TASK 1 | According to the SPSS instructions, how many rows or cases should the imported file have?
TASK 2 | Do these statements agree with the SPSS instructions? For each one, answer yes or no and quote the deciding words. (a) Method Enter forces all the variables into the model together. (b) Choosing the order of entry based on mathematical criteria is generally recommended. (c) In the Statistics tab, the covariance matrix should generally be checked.
TASK 3 | Can you copy out the part of the SPSS instructions between "Import the cleveland.txt" and "rows / cases.", inclusive?

──────── DOCUMENT ────────

Import the cleveland.txt file into SPSS, after answering all the questions to convert the comma delimited file into SPSS format. Pay attention to have 303 rows / cases.
b. How many variables are in this dataset?
c. What types of variables are in this dataset (numeric / ordinal / categorical)?
d. Choose Analyze à Regression à Linear. Select as dependent variable num, as independent variables all the other ones, and method Enter (the default), which forces all the variables to be entered into the model together. The other methods select the order of entry of the variables based on mathematical criteria, which is generally not recommended, except when one has previous knowledge about the relative importance of the variables studied. It is also possible to process the independent variables hierarchically by entering on different screens with the Next button. The Statistics tab should be used and all options checked except the covariance matrix, in general. It is possible to run the multiple regression first to detect which variables have the most effect, then to rerun the model hierarchically by processing these variables first. Run the analysis by clicking OK.
e. Analyze the results obtained. Is there any multicollinearity between the variables? Multicollinearity means that there is a strong correlation between two or more of the predictors in the regression model, which should be avoided. To answer this question, look at the correlations between the variables, and state whether there are very strong correlations (R close to 1 or -1) between any pair of predictors. If you find multicollinearity, you may want to redo the model eliminating predictors in double.

──────── DATA SUPPLIED ────────

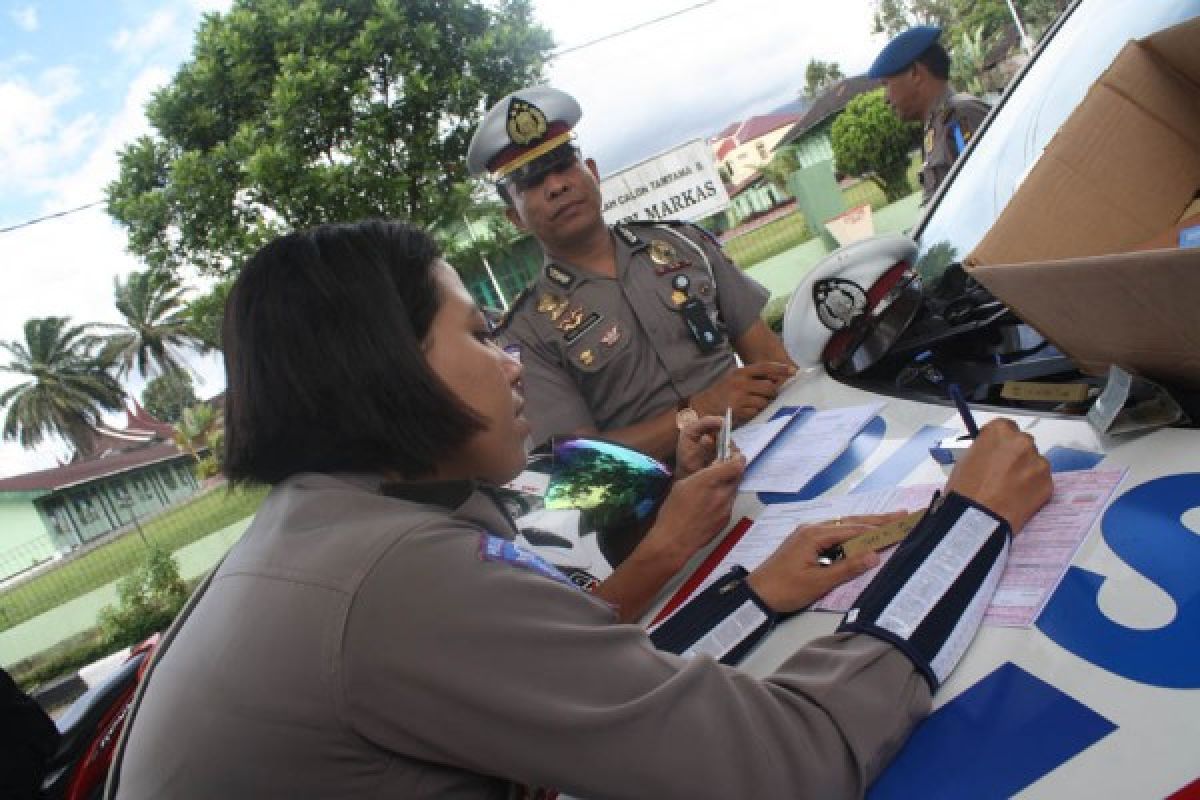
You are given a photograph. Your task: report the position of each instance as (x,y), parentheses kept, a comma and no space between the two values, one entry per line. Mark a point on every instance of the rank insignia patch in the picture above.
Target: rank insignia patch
(526,121)
(661,252)
(559,276)
(582,326)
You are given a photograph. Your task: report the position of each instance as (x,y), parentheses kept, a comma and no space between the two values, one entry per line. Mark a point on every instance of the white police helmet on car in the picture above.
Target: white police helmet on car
(834,307)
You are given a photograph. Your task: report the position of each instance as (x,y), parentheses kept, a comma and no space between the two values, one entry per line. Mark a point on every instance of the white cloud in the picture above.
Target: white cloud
(161,29)
(25,18)
(642,92)
(690,74)
(35,139)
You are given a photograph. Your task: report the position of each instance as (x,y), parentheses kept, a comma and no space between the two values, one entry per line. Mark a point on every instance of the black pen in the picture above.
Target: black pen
(964,411)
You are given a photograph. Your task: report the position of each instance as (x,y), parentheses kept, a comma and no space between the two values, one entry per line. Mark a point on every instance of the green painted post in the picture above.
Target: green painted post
(817,197)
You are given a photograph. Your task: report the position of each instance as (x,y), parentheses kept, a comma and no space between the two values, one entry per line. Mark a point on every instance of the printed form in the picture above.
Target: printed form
(1037,560)
(798,446)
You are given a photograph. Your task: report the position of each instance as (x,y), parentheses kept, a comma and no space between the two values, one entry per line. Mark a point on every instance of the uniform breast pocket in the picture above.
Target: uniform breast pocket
(597,344)
(676,288)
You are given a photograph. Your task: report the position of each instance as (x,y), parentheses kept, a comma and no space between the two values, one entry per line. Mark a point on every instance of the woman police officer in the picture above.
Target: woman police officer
(376,632)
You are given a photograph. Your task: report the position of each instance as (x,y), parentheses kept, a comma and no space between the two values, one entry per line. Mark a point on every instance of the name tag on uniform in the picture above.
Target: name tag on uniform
(495,548)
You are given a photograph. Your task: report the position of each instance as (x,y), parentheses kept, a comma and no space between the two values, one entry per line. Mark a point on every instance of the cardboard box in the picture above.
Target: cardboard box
(1123,169)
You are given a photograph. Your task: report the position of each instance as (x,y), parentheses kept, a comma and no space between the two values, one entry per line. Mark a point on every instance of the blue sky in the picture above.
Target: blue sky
(75,77)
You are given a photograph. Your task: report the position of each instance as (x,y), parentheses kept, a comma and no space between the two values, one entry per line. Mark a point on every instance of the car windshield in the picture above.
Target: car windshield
(1030,114)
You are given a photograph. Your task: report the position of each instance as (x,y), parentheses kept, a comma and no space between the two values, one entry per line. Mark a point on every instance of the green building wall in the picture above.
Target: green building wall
(35,525)
(23,539)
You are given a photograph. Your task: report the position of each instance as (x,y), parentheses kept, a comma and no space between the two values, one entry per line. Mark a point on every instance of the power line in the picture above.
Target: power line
(551,58)
(629,30)
(51,216)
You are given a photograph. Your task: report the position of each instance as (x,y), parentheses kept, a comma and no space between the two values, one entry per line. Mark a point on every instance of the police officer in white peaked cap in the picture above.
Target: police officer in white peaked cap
(627,325)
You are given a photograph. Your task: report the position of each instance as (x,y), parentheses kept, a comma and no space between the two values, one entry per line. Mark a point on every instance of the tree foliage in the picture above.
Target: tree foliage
(195,428)
(204,314)
(820,76)
(156,332)
(166,396)
(69,384)
(870,140)
(293,113)
(965,17)
(149,599)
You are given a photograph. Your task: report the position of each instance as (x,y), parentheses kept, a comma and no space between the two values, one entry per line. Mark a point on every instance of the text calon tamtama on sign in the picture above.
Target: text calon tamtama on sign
(681,184)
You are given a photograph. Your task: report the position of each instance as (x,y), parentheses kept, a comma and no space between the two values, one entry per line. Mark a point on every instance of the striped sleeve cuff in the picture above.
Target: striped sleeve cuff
(724,621)
(930,597)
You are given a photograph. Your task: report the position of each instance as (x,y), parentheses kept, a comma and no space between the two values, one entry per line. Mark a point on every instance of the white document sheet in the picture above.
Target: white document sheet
(805,446)
(1038,557)
(1037,560)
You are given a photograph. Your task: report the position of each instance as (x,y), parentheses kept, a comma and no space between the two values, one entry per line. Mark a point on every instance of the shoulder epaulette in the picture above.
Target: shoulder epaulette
(677,223)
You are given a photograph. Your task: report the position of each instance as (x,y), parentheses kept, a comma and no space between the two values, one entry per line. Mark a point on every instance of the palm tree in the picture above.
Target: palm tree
(69,384)
(197,427)
(156,329)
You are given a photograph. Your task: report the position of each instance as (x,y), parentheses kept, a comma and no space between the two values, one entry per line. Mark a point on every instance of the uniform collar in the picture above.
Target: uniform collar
(564,277)
(467,500)
(941,107)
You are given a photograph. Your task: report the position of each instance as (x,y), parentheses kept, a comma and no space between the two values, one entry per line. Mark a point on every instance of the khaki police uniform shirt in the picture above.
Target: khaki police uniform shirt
(609,353)
(941,146)
(355,644)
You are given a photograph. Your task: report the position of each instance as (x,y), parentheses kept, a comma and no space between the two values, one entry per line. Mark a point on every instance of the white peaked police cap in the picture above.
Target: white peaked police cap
(851,282)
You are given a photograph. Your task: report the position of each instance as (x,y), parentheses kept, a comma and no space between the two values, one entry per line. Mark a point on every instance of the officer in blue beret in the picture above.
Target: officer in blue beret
(915,70)
(629,325)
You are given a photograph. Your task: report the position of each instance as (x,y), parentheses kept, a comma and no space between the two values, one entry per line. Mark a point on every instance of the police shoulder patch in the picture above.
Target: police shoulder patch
(503,551)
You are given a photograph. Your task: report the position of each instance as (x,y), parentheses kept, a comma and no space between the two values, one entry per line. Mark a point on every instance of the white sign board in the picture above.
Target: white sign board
(681,184)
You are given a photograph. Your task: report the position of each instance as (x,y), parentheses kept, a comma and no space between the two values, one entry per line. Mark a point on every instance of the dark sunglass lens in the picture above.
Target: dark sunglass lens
(611,483)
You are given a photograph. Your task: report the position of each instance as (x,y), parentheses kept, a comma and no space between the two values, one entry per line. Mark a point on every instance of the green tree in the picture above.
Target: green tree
(293,113)
(965,17)
(149,599)
(967,64)
(156,332)
(895,16)
(196,425)
(204,314)
(69,384)
(780,167)
(820,76)
(870,140)
(166,396)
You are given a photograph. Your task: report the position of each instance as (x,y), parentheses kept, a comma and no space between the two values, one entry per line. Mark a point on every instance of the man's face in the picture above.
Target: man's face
(904,94)
(561,205)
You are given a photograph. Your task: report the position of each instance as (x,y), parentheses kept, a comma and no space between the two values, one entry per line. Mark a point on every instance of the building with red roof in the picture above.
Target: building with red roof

────────

FULL RESPONSE 1 | 303 rows / cases.

FULL RESPONSE 2 |
(a) Yes: "which forces all the variables to be entered into the model together"
(b) No: "which is generally not recommended"
(c) No: "all options checked except the covariance matrix, in general"

FULL RESPONSE 3 |
Import the cleveland.txt file into SPSS, after answering all the questions to convert the comma delimited file into SPSS format. Pay attention to have 303 rows / cases.